It was at MMM (now known merely as Maison Margiela) where Blazy really started to catch the eye. “[I] like clothes that are worn and used,” he told Document Journal in 2015. “There is nothing more boring than something not worn — it’s just deadstock," he once told Document Journal. "My job at Margiela was the first one I had where I could use my passion for vintage clothing and be completely honest about it. I love vintage because you have the idea of something very unique, often unbranded and completely emotional.”

Despite his best attempts to stay in the shadows (this is a company policy, which attributes all work to the collective rather than the individual), the ever fearless Suzy Menkes broke rank by exposing the then 30-year-old to the wider fashion world. "You can’t keep such a talent under wraps," she wrote in a review for British Vogue, trumpeting the collection as "exceptional." A certain Mr. West clearly agreed.

Whenever a wingman takes over in the hot seat, there's always a tendency to compare them to the big dog that came before. A cursory Google search yields zero interview results for Blazy, which would give you cause to believe that like Lee, he prefers to retain a low profile. His candidly brilliant Instagram account begs to differ.

Among the usual highfalutin gallery shots and behind-the-velvet-rope fashion fare, a quick rifle through also yields images of pints, phallic candles, and Atlético Madrid forward Antoine Griezmann. It's down to earth and off the cuff, a world removed from the curatorial bollocks that plagues much of the platform nowadays. If BV returns with a rebooted account, here's hoping Blazy has a big say in the content. It's a house, if not an entire industry, that could do with more humor.

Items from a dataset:
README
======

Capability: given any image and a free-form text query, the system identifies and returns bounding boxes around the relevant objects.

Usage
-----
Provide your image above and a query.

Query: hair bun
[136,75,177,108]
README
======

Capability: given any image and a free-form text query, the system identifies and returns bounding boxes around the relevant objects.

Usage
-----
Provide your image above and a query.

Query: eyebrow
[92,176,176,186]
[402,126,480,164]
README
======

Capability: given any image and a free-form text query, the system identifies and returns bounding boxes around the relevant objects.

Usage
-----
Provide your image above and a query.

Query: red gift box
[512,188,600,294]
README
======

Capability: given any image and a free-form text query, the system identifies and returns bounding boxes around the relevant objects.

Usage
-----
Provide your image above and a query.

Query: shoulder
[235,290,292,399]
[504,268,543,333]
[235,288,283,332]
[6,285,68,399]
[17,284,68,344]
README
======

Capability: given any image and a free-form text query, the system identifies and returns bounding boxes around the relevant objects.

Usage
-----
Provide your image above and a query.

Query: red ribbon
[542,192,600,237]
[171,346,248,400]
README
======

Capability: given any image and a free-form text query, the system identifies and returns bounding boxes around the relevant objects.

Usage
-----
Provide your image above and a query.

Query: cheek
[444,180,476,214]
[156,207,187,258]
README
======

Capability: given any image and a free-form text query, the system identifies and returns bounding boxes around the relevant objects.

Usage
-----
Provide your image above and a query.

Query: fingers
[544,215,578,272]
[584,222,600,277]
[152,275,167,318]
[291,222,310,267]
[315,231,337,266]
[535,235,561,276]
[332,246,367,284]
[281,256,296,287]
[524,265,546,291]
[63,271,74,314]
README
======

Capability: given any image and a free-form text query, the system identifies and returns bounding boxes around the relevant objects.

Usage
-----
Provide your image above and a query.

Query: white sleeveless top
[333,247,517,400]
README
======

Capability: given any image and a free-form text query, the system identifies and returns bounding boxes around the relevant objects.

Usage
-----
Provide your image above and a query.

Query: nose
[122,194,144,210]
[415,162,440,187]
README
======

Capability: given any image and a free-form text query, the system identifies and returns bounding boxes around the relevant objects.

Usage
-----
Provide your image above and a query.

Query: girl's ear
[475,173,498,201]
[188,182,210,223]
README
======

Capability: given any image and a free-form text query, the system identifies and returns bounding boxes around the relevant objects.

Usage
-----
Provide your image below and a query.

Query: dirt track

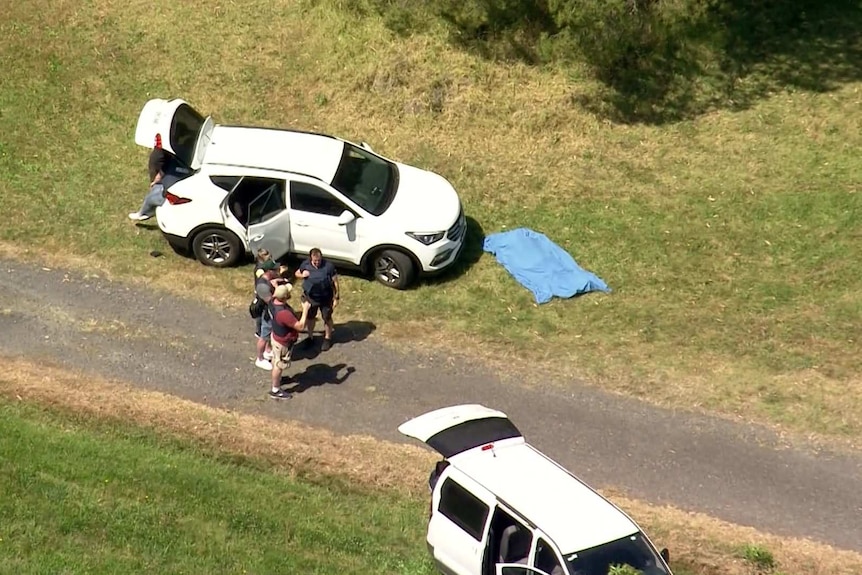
[0,260,862,551]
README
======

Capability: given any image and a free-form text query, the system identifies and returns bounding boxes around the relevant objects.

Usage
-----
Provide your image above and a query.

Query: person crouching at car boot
[296,248,339,351]
[129,134,169,222]
[269,283,311,399]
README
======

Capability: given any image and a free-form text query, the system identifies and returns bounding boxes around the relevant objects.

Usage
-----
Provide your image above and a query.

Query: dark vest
[269,299,299,339]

WHAT THE TASK ASKS: List every person named in the text about Blazy, in the order each first appears.

ANSWER TO THIS TASK:
Blazy
Suzy Menkes
Mr. West
Lee
Antoine Griezmann